• **Listed records**:

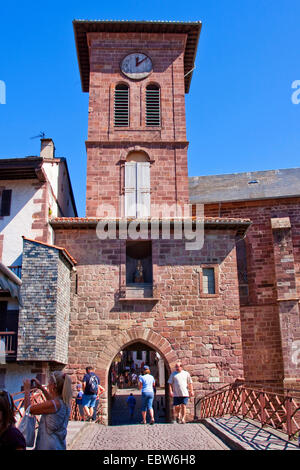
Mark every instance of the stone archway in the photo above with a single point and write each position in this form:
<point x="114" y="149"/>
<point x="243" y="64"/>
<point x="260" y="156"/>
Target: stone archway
<point x="122" y="341"/>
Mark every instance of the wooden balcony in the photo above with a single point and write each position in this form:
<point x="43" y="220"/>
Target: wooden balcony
<point x="144" y="292"/>
<point x="8" y="345"/>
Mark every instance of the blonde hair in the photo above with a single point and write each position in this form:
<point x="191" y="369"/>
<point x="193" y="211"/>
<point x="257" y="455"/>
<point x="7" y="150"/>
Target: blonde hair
<point x="63" y="385"/>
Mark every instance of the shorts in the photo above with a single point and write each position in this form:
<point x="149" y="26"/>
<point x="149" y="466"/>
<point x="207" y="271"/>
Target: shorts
<point x="147" y="401"/>
<point x="89" y="400"/>
<point x="180" y="401"/>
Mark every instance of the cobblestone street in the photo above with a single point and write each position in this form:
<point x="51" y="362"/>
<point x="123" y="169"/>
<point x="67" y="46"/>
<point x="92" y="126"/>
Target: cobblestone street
<point x="146" y="437"/>
<point x="122" y="435"/>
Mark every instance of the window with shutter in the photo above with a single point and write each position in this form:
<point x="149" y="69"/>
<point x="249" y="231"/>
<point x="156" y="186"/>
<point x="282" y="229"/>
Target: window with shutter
<point x="153" y="105"/>
<point x="137" y="188"/>
<point x="121" y="106"/>
<point x="208" y="281"/>
<point x="6" y="202"/>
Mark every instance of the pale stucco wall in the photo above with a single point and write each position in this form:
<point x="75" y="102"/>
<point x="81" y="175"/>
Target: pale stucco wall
<point x="19" y="222"/>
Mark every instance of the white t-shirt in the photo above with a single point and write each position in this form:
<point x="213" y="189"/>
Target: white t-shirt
<point x="180" y="381"/>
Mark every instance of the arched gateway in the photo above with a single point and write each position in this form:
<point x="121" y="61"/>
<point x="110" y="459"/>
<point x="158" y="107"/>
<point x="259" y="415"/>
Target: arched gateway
<point x="134" y="339"/>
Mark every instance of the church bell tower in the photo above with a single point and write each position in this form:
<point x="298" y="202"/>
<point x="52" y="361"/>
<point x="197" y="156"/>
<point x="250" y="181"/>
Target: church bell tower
<point x="137" y="74"/>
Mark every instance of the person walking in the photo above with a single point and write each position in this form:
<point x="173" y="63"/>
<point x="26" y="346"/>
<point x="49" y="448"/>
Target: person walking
<point x="79" y="407"/>
<point x="11" y="437"/>
<point x="146" y="384"/>
<point x="90" y="385"/>
<point x="131" y="402"/>
<point x="55" y="411"/>
<point x="100" y="391"/>
<point x="180" y="388"/>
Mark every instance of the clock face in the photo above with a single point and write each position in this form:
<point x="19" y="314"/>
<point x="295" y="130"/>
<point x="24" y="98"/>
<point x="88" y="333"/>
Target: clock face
<point x="136" y="66"/>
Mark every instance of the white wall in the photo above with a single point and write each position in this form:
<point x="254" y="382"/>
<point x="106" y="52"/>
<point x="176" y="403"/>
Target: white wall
<point x="15" y="374"/>
<point x="57" y="175"/>
<point x="19" y="222"/>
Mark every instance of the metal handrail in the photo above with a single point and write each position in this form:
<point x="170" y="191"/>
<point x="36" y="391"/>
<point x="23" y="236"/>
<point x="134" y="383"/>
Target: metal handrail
<point x="278" y="410"/>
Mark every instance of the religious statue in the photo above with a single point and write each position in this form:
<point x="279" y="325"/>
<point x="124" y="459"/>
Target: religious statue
<point x="138" y="275"/>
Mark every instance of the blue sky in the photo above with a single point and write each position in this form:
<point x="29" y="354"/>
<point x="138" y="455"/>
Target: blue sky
<point x="240" y="116"/>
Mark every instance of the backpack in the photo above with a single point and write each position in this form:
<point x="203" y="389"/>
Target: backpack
<point x="93" y="384"/>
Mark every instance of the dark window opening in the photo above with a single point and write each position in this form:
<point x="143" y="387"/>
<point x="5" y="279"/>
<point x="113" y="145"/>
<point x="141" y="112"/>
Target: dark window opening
<point x="208" y="281"/>
<point x="152" y="105"/>
<point x="138" y="263"/>
<point x="121" y="106"/>
<point x="241" y="256"/>
<point x="5" y="202"/>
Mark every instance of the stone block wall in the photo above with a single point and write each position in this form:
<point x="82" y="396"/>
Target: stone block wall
<point x="204" y="332"/>
<point x="270" y="322"/>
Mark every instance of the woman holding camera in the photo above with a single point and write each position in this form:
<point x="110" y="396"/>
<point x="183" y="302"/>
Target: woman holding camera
<point x="55" y="411"/>
<point x="10" y="436"/>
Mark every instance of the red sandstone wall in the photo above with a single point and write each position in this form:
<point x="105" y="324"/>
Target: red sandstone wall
<point x="261" y="331"/>
<point x="203" y="332"/>
<point x="108" y="146"/>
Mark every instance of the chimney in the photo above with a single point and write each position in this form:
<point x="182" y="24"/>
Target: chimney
<point x="47" y="148"/>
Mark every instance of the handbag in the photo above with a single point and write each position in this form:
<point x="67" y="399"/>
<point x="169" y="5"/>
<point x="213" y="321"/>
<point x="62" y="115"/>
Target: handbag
<point x="27" y="428"/>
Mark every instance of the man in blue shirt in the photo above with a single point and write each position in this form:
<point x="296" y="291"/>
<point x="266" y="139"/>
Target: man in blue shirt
<point x="131" y="401"/>
<point x="91" y="384"/>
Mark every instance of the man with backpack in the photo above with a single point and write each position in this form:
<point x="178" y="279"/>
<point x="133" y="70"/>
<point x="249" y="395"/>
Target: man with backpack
<point x="91" y="385"/>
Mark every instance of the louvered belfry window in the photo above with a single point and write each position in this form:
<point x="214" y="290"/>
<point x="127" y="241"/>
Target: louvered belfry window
<point x="152" y="105"/>
<point x="122" y="106"/>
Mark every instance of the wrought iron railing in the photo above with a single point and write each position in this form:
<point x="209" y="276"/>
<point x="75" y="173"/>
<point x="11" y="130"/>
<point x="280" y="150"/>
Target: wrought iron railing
<point x="279" y="411"/>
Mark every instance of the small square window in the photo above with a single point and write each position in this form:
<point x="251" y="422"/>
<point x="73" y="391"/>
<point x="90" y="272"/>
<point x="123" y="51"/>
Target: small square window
<point x="209" y="281"/>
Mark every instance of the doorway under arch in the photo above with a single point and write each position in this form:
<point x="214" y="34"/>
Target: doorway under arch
<point x="127" y="364"/>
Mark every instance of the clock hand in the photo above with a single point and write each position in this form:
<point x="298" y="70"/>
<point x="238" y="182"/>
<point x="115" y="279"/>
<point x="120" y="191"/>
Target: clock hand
<point x="141" y="61"/>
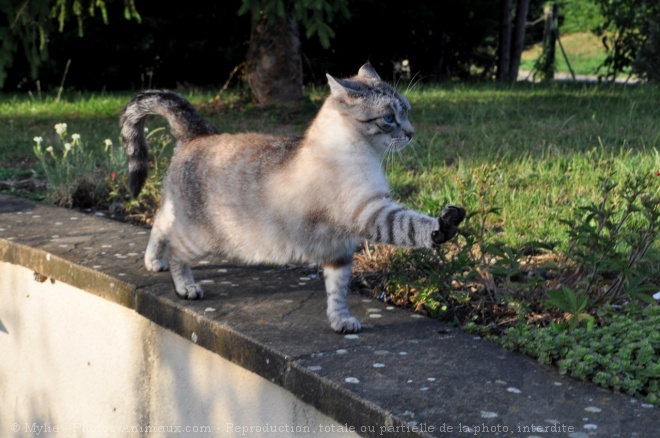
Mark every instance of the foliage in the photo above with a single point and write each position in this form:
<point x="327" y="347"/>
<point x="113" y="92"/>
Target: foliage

• **Exercise brief**: Copy out all the items above with each "in the photo above" replaced by "in the image shown" and everything else kept the same. Leave the pictures out.

• **Final answer**:
Mark every instance of the stone archway in the image shown with a single point and write each position in this form:
<point x="114" y="149"/>
<point x="243" y="64"/>
<point x="260" y="156"/>
Target: stone archway
<point x="122" y="341"/>
Mark every instance of the wooden balcony in the image shown with a single point and write each position in this form:
<point x="43" y="220"/>
Target: wooden balcony
<point x="144" y="292"/>
<point x="8" y="345"/>
Mark every instance of the blonde hair in the image shown with a single point and write each position in this form:
<point x="191" y="369"/>
<point x="193" y="211"/>
<point x="257" y="455"/>
<point x="7" y="150"/>
Target: blonde hair
<point x="63" y="385"/>
Mark every instance of the shorts in the image shown with a single point and write each position in this form:
<point x="149" y="26"/>
<point x="149" y="466"/>
<point x="207" y="271"/>
Target: shorts
<point x="147" y="401"/>
<point x="89" y="400"/>
<point x="180" y="401"/>
Mark every instance of the cobblestone street in the image shown with a single point and write each position in this form:
<point x="51" y="362"/>
<point x="123" y="169"/>
<point x="67" y="46"/>
<point x="92" y="126"/>
Target: cobblestone street
<point x="146" y="437"/>
<point x="122" y="435"/>
Mark every instance of the window with shutter in the image shown with a single point and write each position in this form:
<point x="149" y="69"/>
<point x="249" y="231"/>
<point x="156" y="186"/>
<point x="282" y="229"/>
Target: window with shutter
<point x="153" y="105"/>
<point x="137" y="188"/>
<point x="121" y="106"/>
<point x="208" y="281"/>
<point x="6" y="202"/>
Mark every instance of the pale stucco wall in the image shown with a single point and write each position in this form:
<point x="75" y="102"/>
<point x="81" y="175"/>
Target: pale stucco wall
<point x="19" y="222"/>
Mark every instance of the white t-shirt in the image shown with a single point and write each position in this form:
<point x="213" y="189"/>
Target: white t-shirt
<point x="180" y="381"/>
Mark every instance of the arched gateway in the image shown with a single point and write each position in this form:
<point x="121" y="61"/>
<point x="110" y="459"/>
<point x="158" y="107"/>
<point x="259" y="415"/>
Target: arched gateway
<point x="134" y="339"/>
Mark every instance of the church bell tower in the image shown with a single point and write each position in this form:
<point x="298" y="202"/>
<point x="52" y="361"/>
<point x="197" y="156"/>
<point x="250" y="181"/>
Target: church bell tower
<point x="137" y="74"/>
Mark every instance of the person walking in the image shown with a single point and write each position in this form:
<point x="173" y="63"/>
<point x="26" y="346"/>
<point x="49" y="448"/>
Target: person walking
<point x="79" y="407"/>
<point x="11" y="437"/>
<point x="146" y="384"/>
<point x="90" y="385"/>
<point x="131" y="402"/>
<point x="55" y="411"/>
<point x="100" y="391"/>
<point x="180" y="388"/>
Mark every instance of the clock face in the image shown with a single point and write each position in this form:
<point x="19" y="314"/>
<point x="295" y="130"/>
<point x="24" y="98"/>
<point x="88" y="333"/>
Target: clock face
<point x="136" y="66"/>
Mark every instance of the white wall in the image shown with a single point and write each position in this form:
<point x="254" y="382"/>
<point x="106" y="52"/>
<point x="176" y="403"/>
Target: white wall
<point x="15" y="374"/>
<point x="57" y="175"/>
<point x="19" y="222"/>
Mark every instance of the metal handrail in the image shown with a single point and write each position in this form:
<point x="170" y="191"/>
<point x="36" y="391"/>
<point x="23" y="236"/>
<point x="134" y="383"/>
Target: metal handrail
<point x="278" y="410"/>
Mark every instance of the religious statue in the image shown with a single point and write each position in this form:
<point x="279" y="325"/>
<point x="124" y="459"/>
Target: religious statue
<point x="138" y="275"/>
Mark every instance of the blue sky in the image shown with a single point and write each position in this form:
<point x="29" y="354"/>
<point x="138" y="455"/>
Target: blue sky
<point x="240" y="116"/>
Mark every instance of the backpack in the image shown with a single point and write each position in this form:
<point x="203" y="389"/>
Target: backpack
<point x="93" y="384"/>
Mark every instance of the dark window opening in the image shown with a single point and write each position in this form:
<point x="143" y="387"/>
<point x="5" y="279"/>
<point x="113" y="145"/>
<point x="141" y="112"/>
Target: dark window opening
<point x="208" y="281"/>
<point x="152" y="105"/>
<point x="138" y="263"/>
<point x="121" y="106"/>
<point x="241" y="256"/>
<point x="5" y="202"/>
Mark every instance of the stone block wall in the image shown with a single point and write each position in this form:
<point x="82" y="396"/>
Target: stone block wall
<point x="204" y="332"/>
<point x="270" y="322"/>
Mark every instance of the woman holding camera in the image shown with a single point and write each position in this form:
<point x="110" y="396"/>
<point x="183" y="302"/>
Target: woman holding camera
<point x="55" y="411"/>
<point x="10" y="436"/>
Mark every instance of the red sandstone wall in the image shown with a single point and write each position in this form:
<point x="105" y="324"/>
Target: red sandstone wall
<point x="261" y="331"/>
<point x="203" y="332"/>
<point x="108" y="146"/>
Mark every instance of the chimney in the image shown with a single point and write each position in this form:
<point x="182" y="24"/>
Target: chimney
<point x="47" y="148"/>
Mark every instance of the handbag in the image shown with a single point and write each position in this form:
<point x="67" y="399"/>
<point x="169" y="5"/>
<point x="213" y="321"/>
<point x="62" y="115"/>
Target: handbag
<point x="27" y="428"/>
Mark every instance of the man in blue shirt in the image shown with a single point and write each position in this form:
<point x="296" y="291"/>
<point x="266" y="139"/>
Target: man in blue shirt
<point x="131" y="401"/>
<point x="91" y="384"/>
Mark every instance of the man with backpack in the image shown with a single point and write each position in this form:
<point x="178" y="279"/>
<point x="133" y="70"/>
<point x="249" y="395"/>
Target: man with backpack
<point x="91" y="385"/>
Mark every instance of the louvered belfry window in the image shown with a single point and write each position in this form:
<point x="214" y="290"/>
<point x="127" y="241"/>
Target: louvered belfry window
<point x="152" y="105"/>
<point x="122" y="106"/>
Mark every instance of the wrought iron railing in the image shown with a single point and write each position in this form:
<point x="209" y="276"/>
<point x="75" y="173"/>
<point x="11" y="130"/>
<point x="280" y="150"/>
Target: wrought iron railing
<point x="279" y="411"/>
Mark every instance of the small square window in the image shown with a single point and write each position in this form:
<point x="251" y="422"/>
<point x="73" y="391"/>
<point x="90" y="272"/>
<point x="123" y="51"/>
Target: small square window
<point x="209" y="281"/>
Mark every instance of the doorway under arch in the image shown with a single point and write each position in this form:
<point x="214" y="34"/>
Target: doorway under arch
<point x="127" y="364"/>
Mark every instance of the clock hand in the image shown with a single point and write each position in this form:
<point x="298" y="70"/>
<point x="238" y="182"/>
<point x="115" y="279"/>
<point x="120" y="191"/>
Target: clock hand
<point x="141" y="61"/>
Mark every instance of the foliage in the image shown with a single point and write each position in this form:
<point x="327" y="347"/>
<point x="113" y="92"/>
Target: foliage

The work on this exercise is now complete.